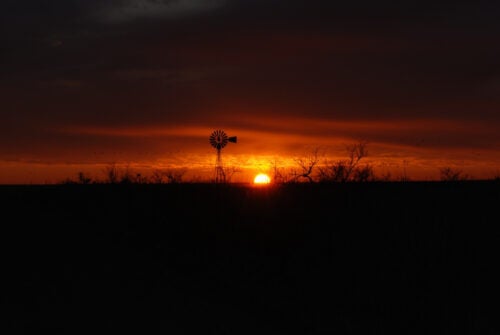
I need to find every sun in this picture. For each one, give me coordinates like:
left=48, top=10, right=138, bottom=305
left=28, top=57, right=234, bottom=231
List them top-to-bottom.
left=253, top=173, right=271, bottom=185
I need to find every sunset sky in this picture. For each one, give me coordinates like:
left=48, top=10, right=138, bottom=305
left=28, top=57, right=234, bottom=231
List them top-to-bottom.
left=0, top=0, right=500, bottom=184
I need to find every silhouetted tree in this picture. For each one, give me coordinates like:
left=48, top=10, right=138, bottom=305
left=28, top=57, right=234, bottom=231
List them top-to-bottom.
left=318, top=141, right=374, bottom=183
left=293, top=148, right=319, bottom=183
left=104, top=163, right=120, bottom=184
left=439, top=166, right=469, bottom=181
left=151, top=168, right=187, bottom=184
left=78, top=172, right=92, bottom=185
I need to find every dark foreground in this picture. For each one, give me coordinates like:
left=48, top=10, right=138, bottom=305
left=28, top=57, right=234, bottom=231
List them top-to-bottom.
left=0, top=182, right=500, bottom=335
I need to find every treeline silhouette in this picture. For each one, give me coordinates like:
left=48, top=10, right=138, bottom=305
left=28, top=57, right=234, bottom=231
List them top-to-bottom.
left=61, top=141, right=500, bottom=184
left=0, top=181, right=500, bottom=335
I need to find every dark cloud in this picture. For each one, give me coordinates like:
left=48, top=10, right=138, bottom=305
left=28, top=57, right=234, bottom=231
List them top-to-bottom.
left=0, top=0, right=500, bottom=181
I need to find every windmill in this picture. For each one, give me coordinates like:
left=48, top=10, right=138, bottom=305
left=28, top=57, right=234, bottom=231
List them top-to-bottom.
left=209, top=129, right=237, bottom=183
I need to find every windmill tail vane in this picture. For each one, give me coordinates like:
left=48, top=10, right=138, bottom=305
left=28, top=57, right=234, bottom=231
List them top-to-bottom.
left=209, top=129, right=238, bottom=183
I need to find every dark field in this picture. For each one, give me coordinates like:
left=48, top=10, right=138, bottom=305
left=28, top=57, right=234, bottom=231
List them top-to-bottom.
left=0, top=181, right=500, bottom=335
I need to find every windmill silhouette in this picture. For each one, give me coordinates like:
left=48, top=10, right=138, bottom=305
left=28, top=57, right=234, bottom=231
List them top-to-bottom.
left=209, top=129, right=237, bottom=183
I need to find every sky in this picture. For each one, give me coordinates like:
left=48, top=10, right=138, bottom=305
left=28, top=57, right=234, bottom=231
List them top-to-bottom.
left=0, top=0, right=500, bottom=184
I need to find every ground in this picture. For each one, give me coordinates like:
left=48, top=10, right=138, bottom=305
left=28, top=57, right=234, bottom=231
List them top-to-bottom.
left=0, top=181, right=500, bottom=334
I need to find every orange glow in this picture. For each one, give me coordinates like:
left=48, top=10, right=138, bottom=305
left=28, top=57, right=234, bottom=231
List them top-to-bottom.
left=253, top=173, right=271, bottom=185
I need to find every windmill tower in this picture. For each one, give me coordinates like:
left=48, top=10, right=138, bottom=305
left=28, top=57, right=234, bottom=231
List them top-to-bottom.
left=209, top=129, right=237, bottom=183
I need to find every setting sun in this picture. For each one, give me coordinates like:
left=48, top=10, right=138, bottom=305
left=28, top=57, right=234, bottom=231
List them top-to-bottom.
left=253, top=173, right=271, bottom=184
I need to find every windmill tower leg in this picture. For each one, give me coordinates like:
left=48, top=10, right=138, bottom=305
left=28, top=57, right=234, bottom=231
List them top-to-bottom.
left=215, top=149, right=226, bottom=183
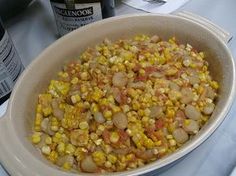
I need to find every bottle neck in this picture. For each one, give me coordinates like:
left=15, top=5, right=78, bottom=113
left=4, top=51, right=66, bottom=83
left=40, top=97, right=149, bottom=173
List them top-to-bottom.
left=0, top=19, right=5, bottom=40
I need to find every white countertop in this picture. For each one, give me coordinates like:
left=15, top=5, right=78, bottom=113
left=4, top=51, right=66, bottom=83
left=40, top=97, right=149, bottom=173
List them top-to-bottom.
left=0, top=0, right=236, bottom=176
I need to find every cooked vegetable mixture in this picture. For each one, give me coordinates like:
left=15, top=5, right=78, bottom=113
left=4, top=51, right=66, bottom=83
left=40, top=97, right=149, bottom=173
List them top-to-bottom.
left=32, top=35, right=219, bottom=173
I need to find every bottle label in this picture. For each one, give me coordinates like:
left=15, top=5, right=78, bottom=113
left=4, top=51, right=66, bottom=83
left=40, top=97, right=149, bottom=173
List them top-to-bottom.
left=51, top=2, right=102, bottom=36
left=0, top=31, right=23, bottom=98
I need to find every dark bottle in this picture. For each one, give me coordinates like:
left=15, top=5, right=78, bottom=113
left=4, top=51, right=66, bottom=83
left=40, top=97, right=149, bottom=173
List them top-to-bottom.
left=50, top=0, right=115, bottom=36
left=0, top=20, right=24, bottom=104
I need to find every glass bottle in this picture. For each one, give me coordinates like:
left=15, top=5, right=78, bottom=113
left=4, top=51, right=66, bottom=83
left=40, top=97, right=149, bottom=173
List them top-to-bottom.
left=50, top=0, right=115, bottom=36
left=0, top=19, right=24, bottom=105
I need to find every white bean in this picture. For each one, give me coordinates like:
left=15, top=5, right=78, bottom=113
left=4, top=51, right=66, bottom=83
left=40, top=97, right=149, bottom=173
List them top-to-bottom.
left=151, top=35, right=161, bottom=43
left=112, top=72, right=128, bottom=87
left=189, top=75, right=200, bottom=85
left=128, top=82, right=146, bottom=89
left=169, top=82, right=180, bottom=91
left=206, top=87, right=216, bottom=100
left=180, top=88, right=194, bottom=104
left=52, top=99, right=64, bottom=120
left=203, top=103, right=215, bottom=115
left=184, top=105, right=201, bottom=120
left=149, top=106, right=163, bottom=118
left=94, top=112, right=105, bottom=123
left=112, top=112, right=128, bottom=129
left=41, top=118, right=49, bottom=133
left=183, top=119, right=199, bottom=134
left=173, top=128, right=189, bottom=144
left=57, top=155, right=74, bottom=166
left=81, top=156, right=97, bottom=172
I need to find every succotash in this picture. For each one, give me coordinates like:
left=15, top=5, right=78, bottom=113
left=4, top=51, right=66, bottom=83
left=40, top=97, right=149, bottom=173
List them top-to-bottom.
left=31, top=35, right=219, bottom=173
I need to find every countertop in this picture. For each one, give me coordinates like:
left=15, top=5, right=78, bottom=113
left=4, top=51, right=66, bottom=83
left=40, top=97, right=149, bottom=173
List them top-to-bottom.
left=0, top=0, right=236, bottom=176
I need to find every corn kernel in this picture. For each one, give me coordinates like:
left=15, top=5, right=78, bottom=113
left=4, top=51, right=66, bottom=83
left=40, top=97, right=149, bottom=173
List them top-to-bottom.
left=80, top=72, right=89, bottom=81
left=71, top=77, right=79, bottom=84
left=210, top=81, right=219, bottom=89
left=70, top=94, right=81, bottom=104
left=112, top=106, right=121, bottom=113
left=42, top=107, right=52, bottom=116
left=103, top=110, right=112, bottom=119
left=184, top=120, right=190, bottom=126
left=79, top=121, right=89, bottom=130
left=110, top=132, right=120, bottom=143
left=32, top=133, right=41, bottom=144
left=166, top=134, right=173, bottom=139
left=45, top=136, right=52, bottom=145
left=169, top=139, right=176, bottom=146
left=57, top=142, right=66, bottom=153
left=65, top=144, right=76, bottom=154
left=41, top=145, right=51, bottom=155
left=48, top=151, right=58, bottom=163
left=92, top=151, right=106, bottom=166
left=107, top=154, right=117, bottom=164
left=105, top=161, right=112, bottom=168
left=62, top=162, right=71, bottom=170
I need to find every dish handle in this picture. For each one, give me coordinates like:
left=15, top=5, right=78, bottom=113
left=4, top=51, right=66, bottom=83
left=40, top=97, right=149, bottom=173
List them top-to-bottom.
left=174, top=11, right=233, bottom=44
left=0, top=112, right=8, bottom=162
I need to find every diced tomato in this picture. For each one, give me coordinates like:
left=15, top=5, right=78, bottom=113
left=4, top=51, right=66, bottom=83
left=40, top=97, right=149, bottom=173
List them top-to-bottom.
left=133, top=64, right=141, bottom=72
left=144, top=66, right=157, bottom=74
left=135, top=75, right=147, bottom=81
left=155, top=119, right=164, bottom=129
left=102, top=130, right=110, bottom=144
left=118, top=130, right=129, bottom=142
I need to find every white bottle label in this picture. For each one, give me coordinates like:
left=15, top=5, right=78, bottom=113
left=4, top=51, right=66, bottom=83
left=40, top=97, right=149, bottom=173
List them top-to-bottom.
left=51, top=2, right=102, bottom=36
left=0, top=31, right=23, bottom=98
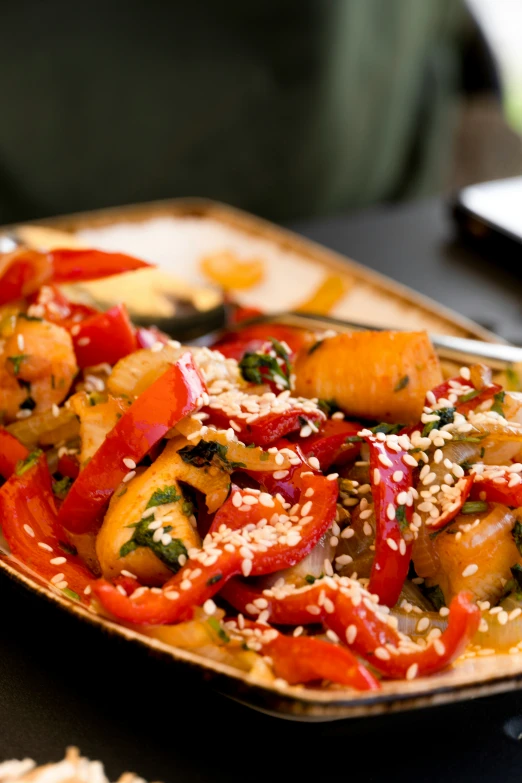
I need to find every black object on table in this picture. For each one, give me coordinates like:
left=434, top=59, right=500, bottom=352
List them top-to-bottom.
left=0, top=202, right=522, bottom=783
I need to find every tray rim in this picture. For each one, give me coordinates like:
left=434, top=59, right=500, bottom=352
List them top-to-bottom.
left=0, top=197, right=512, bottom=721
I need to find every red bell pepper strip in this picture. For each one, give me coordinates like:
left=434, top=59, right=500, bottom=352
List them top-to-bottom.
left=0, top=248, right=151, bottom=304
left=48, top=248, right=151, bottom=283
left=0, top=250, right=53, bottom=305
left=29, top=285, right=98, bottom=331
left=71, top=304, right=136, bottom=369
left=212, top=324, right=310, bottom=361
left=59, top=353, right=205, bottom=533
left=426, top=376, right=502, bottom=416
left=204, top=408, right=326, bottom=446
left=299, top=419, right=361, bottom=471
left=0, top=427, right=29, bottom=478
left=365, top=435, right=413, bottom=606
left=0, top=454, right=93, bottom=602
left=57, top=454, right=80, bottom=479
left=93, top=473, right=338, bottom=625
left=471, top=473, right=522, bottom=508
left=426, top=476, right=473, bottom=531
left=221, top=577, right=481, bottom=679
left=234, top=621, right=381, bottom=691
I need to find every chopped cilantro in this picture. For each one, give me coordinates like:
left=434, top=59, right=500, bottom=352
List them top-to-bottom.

================================

* **작성 요청**
위 기록 중 "I need to find every diced" 부분이 있는 줄부터 "left=0, top=197, right=512, bottom=721" 부분이 있는 줄까지, 양 끝 줄을 포함해 그대로 옮겨 적으세요. 그림 표시는 빼고 적으세요.

* **과제 결과**
I need to find every diced tomato in this picture. For each one, give me coordinates like:
left=15, top=5, right=78, bottom=113
left=4, top=51, right=66, bottom=83
left=40, top=97, right=149, bottom=173
List them top-to-bottom.
left=133, top=64, right=141, bottom=72
left=144, top=66, right=157, bottom=74
left=135, top=75, right=147, bottom=81
left=155, top=119, right=164, bottom=129
left=102, top=130, right=110, bottom=144
left=118, top=130, right=129, bottom=142
I need to find every white bottle label in this picture. For each one, give me coordinates like:
left=15, top=5, right=78, bottom=113
left=4, top=51, right=66, bottom=83
left=40, top=97, right=149, bottom=173
List them top-to-bottom.
left=51, top=2, right=102, bottom=36
left=0, top=31, right=23, bottom=98
I need to find every black object on table in this picture. For each one, give me coordinates like:
left=434, top=59, right=500, bottom=352
List them top-to-bottom.
left=0, top=202, right=522, bottom=783
I need to find every tray rim in this picture. For each one, give me coordinates like:
left=434, top=59, right=500, bottom=352
List them top-to-bottom.
left=0, top=197, right=512, bottom=721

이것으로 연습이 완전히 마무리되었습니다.